What you have to do: Reproduce all of the records below word for word, leaving out the pictures.

— Start of Given records —

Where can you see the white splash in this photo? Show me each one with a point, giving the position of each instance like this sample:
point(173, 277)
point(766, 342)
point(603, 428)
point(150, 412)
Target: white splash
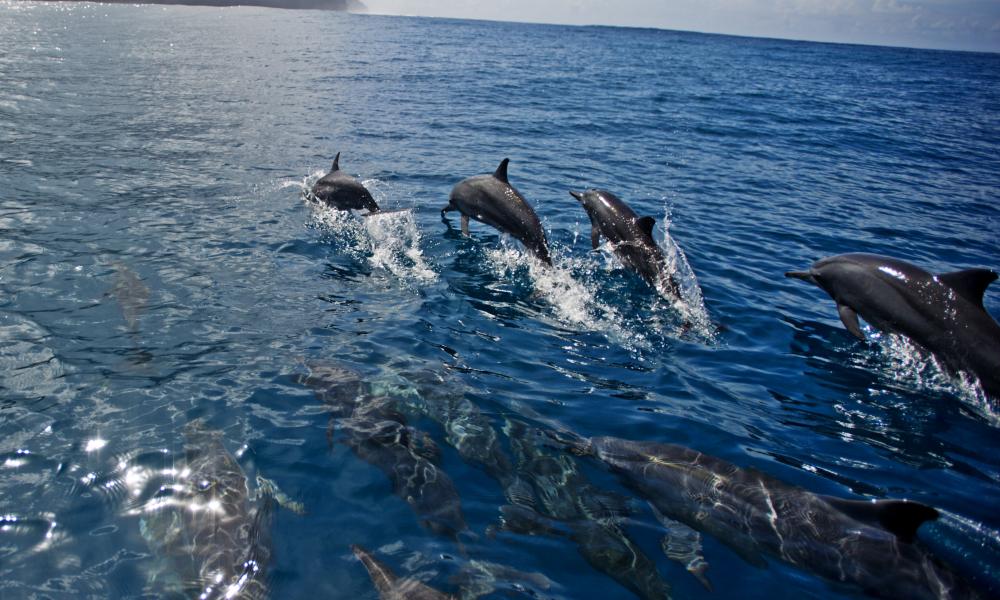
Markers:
point(573, 302)
point(391, 240)
point(691, 305)
point(395, 242)
point(909, 366)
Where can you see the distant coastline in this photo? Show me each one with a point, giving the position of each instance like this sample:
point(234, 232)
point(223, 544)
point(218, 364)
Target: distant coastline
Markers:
point(343, 5)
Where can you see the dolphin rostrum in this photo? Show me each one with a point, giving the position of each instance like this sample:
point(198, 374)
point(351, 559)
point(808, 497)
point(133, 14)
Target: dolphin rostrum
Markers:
point(339, 190)
point(867, 544)
point(631, 238)
point(491, 199)
point(942, 313)
point(392, 587)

— End of Given records —

Full answer:
Where can you see the white splash in this photo? Show me each one with a point, giving the position of each instance like this sample:
point(173, 277)
point(766, 342)
point(603, 428)
point(150, 412)
Target: white splash
Markers:
point(573, 302)
point(391, 240)
point(691, 305)
point(395, 242)
point(909, 366)
Where can you see the distant coastline in this photo? Show me each one with a point, giving the position of each instance like this sample:
point(234, 232)
point(223, 544)
point(218, 364)
Target: distant coastline
Markers:
point(343, 5)
Where can you see the dolphin rostrum in this photo? Show me each one with a point, giving the position of each instance like this sample:
point(198, 374)
point(351, 559)
point(808, 497)
point(133, 14)
Target: dolphin rostrum
Markers:
point(339, 190)
point(867, 544)
point(631, 238)
point(491, 199)
point(942, 313)
point(392, 587)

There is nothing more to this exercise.